REQUIRED TASKS:
(A) Translate this sentence from the Max Gruenberg biography into Spanish: "Gruenberg served in the United States Navy during the Vietnam War."
(B) In the Max Gruenberg biography, copy the part from "- Preceded by: Mae" to "American politician (1943–2016)", changing "Attorney" to "Lawyer".
(C) Answer these questions about the Max Gruenberg biography:
(i) Who preceded him as the representative of the 14th district?
(ii) During which war did he serve in the United States Navy?
(iii) Whose death made him the senior member of the House?

-- Start of EXCERPT PROVIDED --

Member of the Alaska House of Representatives from the 14th district
- In office January 20, 2003 – February 14, 2016
- Preceded by: Brian Porter
- Succeeded by: Ivy Spohnholz

Member of the Alaska House of Representatives from the 11^{th-B} district
- In office 1985 – January 18, 1993 Serving with Dave Donley (1986–1990) Roger Jenkins (1984–1986)
- Preceded by: Mae Tischer
- Succeeded by: District Abolished

Personal details
- Born: Max Foorman Gruenberg, Jr. September 25, 1943 San Francisco, California, U.S.
- Died: February 14, 2016 (aged 72) Juneau, Alaska, U.S.
- Party: Democratic
- Spouse: Kayla Epstein
- Alma mater: Stanford University, University of California
- Profession: Attorney

= Max Gruenberg =

American politician (1943–2016)

Max Foorman Gruenberg, Jr. (September 25, 1943 – February 14, 2016) was an American politician, a Democratic member of the Alaska House of Representatives, representing the 14th District since 2003. He previously served from 1985 through 1993. On October 13, 2009, he became the senior member of the House after the death of Richard Foster of Nome.

Gruenberg served in the United States Navy during the Vietnam War. He died at home on February 14, 2016 in Juneau after an evening with his friends and wife at their residence. He had previously had heart attacks. He was 72 years old.

-- End of EXCERPT PROVIDED --
-- Start of EXCERPTED RECORDS --

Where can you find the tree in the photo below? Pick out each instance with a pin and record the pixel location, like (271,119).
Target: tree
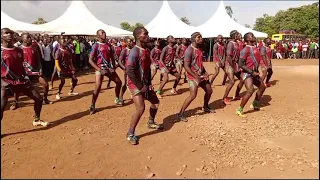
(185,20)
(125,26)
(128,27)
(304,20)
(39,21)
(229,11)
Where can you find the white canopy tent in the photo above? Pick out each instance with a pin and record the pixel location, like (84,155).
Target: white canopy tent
(18,26)
(78,20)
(211,28)
(167,23)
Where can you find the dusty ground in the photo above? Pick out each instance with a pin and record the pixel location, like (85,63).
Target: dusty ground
(280,141)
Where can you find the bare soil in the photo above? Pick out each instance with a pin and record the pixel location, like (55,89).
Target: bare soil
(279,141)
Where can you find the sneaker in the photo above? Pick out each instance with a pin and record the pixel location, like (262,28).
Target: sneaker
(209,110)
(173,91)
(46,101)
(132,139)
(159,94)
(58,96)
(255,106)
(40,123)
(154,125)
(226,101)
(14,106)
(239,112)
(181,117)
(118,101)
(92,109)
(236,98)
(73,93)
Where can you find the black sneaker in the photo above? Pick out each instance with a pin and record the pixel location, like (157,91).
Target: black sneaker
(209,110)
(132,139)
(181,117)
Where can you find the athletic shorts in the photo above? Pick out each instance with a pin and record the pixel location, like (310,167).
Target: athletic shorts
(151,95)
(194,83)
(171,70)
(154,66)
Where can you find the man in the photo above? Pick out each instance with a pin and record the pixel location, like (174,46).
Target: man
(33,68)
(266,65)
(218,57)
(123,58)
(139,83)
(197,76)
(65,68)
(167,66)
(180,51)
(155,56)
(103,53)
(14,78)
(231,66)
(249,62)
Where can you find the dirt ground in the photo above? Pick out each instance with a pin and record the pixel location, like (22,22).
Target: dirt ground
(280,141)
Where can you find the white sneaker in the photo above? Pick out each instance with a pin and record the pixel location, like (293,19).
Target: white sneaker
(58,96)
(73,94)
(40,123)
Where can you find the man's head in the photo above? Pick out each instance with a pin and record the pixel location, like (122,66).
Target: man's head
(196,38)
(141,35)
(219,38)
(101,35)
(6,35)
(26,38)
(171,39)
(249,38)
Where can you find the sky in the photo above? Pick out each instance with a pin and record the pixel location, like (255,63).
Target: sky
(115,12)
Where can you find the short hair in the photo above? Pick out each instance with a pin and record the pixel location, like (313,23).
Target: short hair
(233,33)
(137,31)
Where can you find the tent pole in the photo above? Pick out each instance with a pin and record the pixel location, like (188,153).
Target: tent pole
(210,51)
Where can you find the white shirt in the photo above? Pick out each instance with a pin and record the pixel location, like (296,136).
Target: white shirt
(46,52)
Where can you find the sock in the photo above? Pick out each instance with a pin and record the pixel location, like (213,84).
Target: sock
(153,113)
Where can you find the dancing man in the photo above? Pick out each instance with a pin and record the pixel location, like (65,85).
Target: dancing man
(249,62)
(105,66)
(197,76)
(139,83)
(167,66)
(14,78)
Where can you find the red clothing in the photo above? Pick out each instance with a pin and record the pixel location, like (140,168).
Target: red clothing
(103,53)
(155,55)
(13,60)
(252,56)
(194,56)
(218,52)
(31,57)
(139,59)
(64,58)
(168,57)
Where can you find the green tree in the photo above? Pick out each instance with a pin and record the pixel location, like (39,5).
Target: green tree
(125,25)
(185,20)
(128,27)
(304,20)
(247,26)
(39,21)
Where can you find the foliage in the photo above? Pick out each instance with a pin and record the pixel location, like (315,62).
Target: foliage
(304,20)
(128,27)
(39,21)
(185,20)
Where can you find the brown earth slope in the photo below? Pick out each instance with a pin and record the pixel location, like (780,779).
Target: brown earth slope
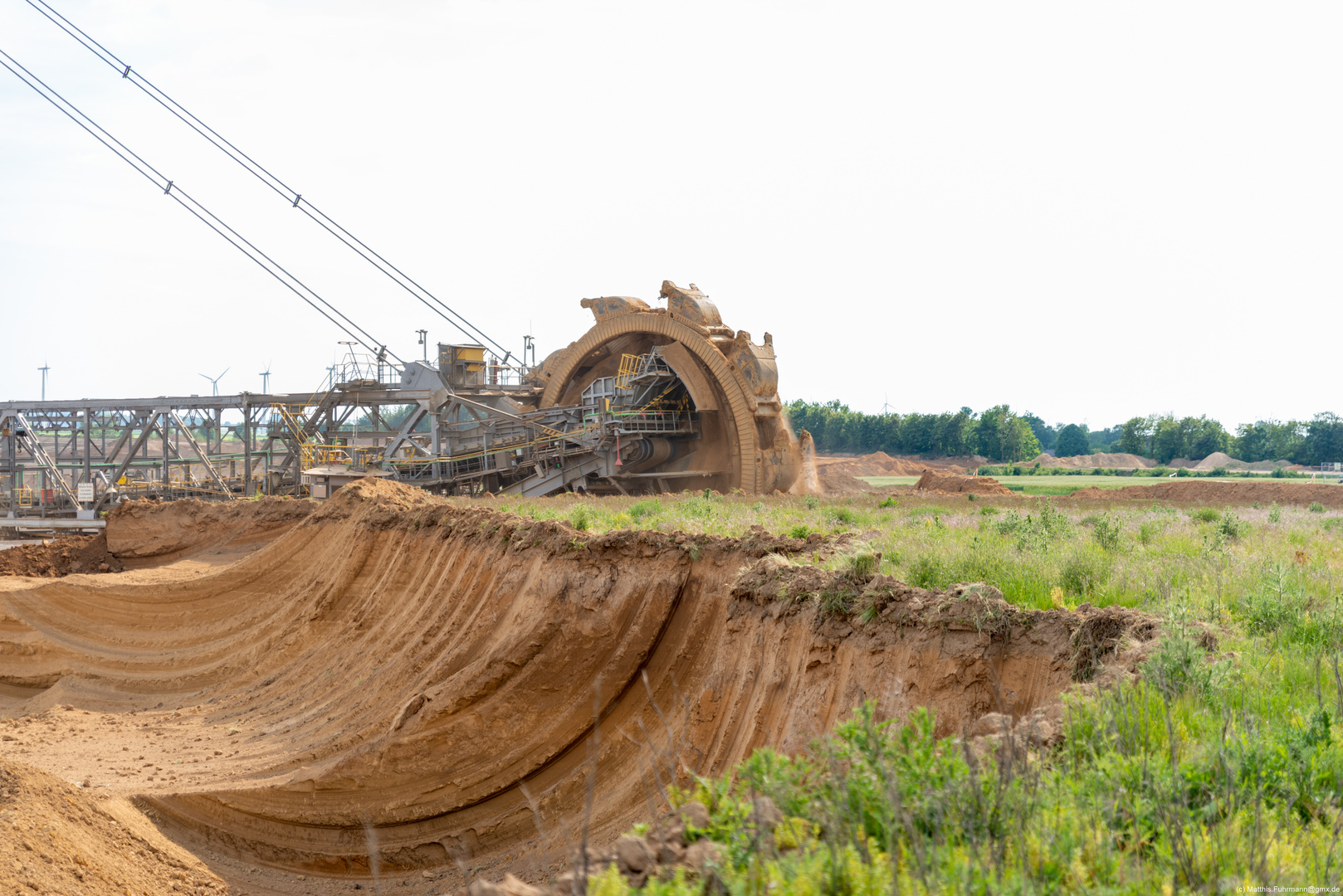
(931,481)
(1218,492)
(61,557)
(60,839)
(400,677)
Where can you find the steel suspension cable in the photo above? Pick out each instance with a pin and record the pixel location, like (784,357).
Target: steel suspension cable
(193,206)
(274,183)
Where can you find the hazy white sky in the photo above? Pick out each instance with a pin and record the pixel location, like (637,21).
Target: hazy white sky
(1084,210)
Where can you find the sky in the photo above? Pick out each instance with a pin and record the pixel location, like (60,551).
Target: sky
(1088,212)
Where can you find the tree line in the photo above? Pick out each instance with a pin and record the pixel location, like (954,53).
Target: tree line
(1005,436)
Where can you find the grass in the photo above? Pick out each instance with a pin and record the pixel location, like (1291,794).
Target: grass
(1051,485)
(1119,555)
(1214,770)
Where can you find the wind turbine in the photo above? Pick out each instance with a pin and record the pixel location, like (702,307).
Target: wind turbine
(214,382)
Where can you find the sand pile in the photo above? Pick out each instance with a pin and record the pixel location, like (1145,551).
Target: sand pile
(1218,492)
(882,464)
(1115,461)
(391,635)
(60,839)
(149,528)
(1230,464)
(63,555)
(931,481)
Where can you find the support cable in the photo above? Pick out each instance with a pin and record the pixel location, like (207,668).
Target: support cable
(280,187)
(187,202)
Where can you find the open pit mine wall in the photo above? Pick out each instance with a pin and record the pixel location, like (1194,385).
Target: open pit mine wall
(411,670)
(732,382)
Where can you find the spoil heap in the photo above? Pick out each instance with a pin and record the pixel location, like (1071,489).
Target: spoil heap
(931,481)
(419,681)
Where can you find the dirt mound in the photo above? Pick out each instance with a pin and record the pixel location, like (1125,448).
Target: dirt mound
(931,481)
(61,557)
(56,839)
(391,635)
(838,481)
(154,528)
(882,464)
(1218,492)
(1093,461)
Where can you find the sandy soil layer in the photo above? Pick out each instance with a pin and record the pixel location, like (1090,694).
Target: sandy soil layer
(61,839)
(402,687)
(61,557)
(932,481)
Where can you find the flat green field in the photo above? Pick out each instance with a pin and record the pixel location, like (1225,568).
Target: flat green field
(1051,484)
(1208,761)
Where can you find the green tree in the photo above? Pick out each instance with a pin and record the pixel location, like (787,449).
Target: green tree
(1136,437)
(1268,441)
(1208,437)
(1323,441)
(1045,434)
(1072,441)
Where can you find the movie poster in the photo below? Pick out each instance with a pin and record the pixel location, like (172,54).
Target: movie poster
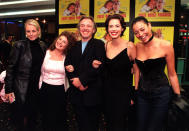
(103,8)
(155,10)
(70,11)
(101,33)
(163,32)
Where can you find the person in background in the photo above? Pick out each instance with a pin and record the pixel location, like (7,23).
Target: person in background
(120,56)
(53,84)
(85,81)
(5,48)
(153,90)
(22,77)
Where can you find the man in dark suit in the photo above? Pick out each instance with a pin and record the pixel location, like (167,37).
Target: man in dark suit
(85,81)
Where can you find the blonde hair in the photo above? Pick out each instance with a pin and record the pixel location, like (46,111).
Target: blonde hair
(34,23)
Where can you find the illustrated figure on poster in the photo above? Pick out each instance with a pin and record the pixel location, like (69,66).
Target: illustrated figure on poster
(111,7)
(149,6)
(158,33)
(154,6)
(107,8)
(70,10)
(160,6)
(116,7)
(73,9)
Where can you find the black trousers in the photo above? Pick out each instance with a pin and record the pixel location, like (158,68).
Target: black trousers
(53,105)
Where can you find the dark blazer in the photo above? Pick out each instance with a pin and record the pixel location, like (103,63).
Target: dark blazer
(18,70)
(83,69)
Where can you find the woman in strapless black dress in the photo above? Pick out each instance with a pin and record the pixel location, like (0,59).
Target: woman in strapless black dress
(154,92)
(117,74)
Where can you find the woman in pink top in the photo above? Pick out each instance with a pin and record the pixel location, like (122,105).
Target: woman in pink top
(53,84)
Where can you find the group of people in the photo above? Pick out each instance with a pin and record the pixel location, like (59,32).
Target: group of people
(97,77)
(111,7)
(154,6)
(73,9)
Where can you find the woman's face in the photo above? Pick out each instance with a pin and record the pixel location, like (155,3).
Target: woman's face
(61,43)
(114,28)
(72,8)
(142,31)
(31,32)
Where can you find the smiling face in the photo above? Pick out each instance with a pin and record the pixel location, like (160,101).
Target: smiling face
(86,29)
(109,5)
(31,32)
(114,28)
(160,4)
(61,43)
(142,31)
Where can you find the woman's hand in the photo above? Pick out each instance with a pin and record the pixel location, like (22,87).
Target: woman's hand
(69,68)
(10,97)
(96,64)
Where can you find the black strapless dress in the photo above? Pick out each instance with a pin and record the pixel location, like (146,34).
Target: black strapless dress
(152,73)
(153,95)
(117,81)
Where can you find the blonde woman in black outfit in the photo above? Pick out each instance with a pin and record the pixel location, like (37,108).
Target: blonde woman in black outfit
(22,77)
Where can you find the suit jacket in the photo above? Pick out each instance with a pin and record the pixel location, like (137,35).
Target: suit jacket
(88,75)
(18,70)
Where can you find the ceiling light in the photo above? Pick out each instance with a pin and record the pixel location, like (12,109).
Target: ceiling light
(27,12)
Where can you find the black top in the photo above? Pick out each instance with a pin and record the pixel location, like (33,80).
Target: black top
(37,60)
(152,73)
(118,77)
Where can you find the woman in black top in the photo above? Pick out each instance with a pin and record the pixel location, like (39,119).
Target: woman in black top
(22,78)
(154,92)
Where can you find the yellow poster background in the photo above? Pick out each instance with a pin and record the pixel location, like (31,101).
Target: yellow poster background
(65,17)
(167,14)
(100,12)
(101,31)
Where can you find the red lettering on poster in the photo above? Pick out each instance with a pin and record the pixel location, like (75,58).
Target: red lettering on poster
(71,18)
(142,14)
(100,16)
(124,15)
(64,18)
(165,14)
(78,17)
(151,14)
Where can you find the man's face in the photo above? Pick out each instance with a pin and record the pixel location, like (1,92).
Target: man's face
(86,29)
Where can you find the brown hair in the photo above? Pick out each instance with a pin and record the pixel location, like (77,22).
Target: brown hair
(120,18)
(71,41)
(90,18)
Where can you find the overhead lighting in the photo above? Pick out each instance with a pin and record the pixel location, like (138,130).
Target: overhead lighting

-- End of EXCERPTED RECORDS --

ANSWERS FOR THIS EXERCISE:
(A) Gruenberg sirvió en la Armada de los Estados Unidos durante la guerra de Vietnam.

(B)
- Preceded by: Mae Tischer
- Succeeded by: District Abolished

Personal details
- Born: Max Foorman Gruenberg, Jr. September 25, 1943 San Francisco, California, U.S.
- Died: February 14, 2016 (aged 72) Juneau, Alaska, U.S.
- Party: Democratic
- Spouse: Kayla Epstein
- Alma mater: Stanford University, University of California
- Profession: Lawyer

= Max Gruenberg =

American politician (1943–2016)

(C)
(i) Brian Porter
(ii) The Vietnam War
(iii) Richard Foster of Nome